**Problems and tasks**
(1) In the sensory branding text below, turn the paragraph that begins "When we want to appeal to the eye" into a short bulleted list that keeps its main facts.
(2) According to the sensory branding text below, what makes letting customers touch a product more important?

**Document segment**
========================================

Creating visual appeal through merchandising is an age old tactic that works. It can be tempting to focus solely on creating visually stimulating product displays and pass over the other four senses. A key to creating an experiential shopping experience that allows the customer to enter an immersive multi-sensory experience, or what’s known as “sensory branding.” Below we will unpack what it make look like to create a sensory branding experience.

  • Sight: This is one of the primary methods to communicate your product message and show your brand presence. There are an endless multitude of visual cues you can utilize. From using colors for their psychological messages / triggers, symmetry, balance, contrast, to leveraging lighting, and focus.  Each can direct the initial attention your display garners, control where a customer looks and for how long they look.

When we want to appeal to the eye of a customer we need to create 3 fundamentals… Hook, Hierarchy and Harmony.  We need a hook to draw the eye initially.  Once we have the customers attention, we need to have a hierarchy to our merchandising that logically directs their eye (think the rule of 3) from the most important parts to the least important. Last, our merchandising needs to employ harmony to provide a natural appeal that exploits color, light, symmetry, depth, contrast and visual balance. If we don’t get “sight” correct, the rest may a bit of a moot point.  Of the five senses, this is one of the more intriguing components of visual merchandising.

  • Touch: This sense might be one of the easiest to get right. Retailers just need to remember to give customers access to their product and the ability to touch, feel, and try out whatever it is you’re looking to sell. Retailing as a whole is moving toward experiential interactions with customers and we must be able to allow the customers to put their hands on your product.  The more expensive the item, the more important this becomes.  Getting your product off the shelf and into the customers hands is essential.

========================================

**Stored data**

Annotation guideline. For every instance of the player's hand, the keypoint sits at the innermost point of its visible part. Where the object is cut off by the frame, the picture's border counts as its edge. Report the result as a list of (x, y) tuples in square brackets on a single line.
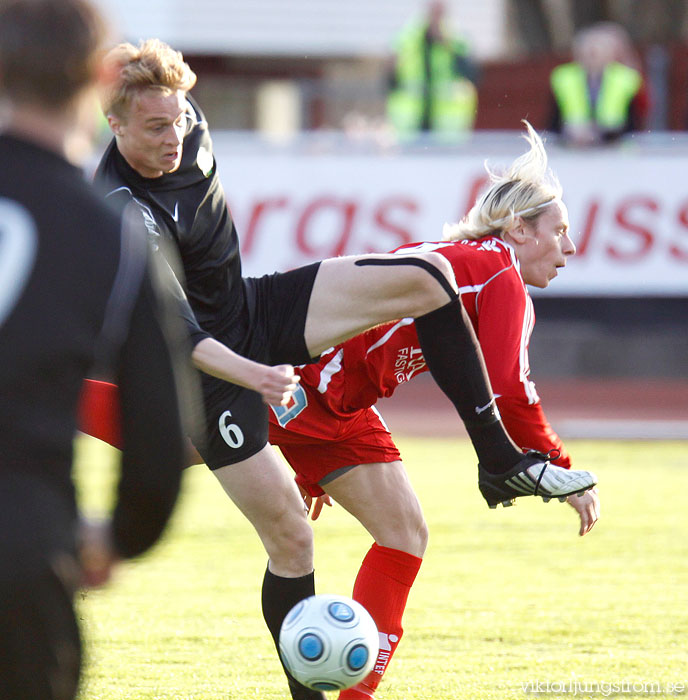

========================================

**The results**
(1)
- Appealing to a customer's eye takes three fundamentals: hook, hierarchy and harmony.
- Hook: draws the eye at first.
- Hierarchy: once attention is caught, it guides the eye logically (think the rule of 3) from the most important parts to the least important.
- Harmony: gives the merchandising a natural appeal through color, light, symmetry, depth, contrast and visual balance.
- If sight isn't done right, the rest may matter little.
- Of the five senses, sight is one of the more intriguing parts of visual merchandising.

(2) The more expensive the item, the more important touch becomes.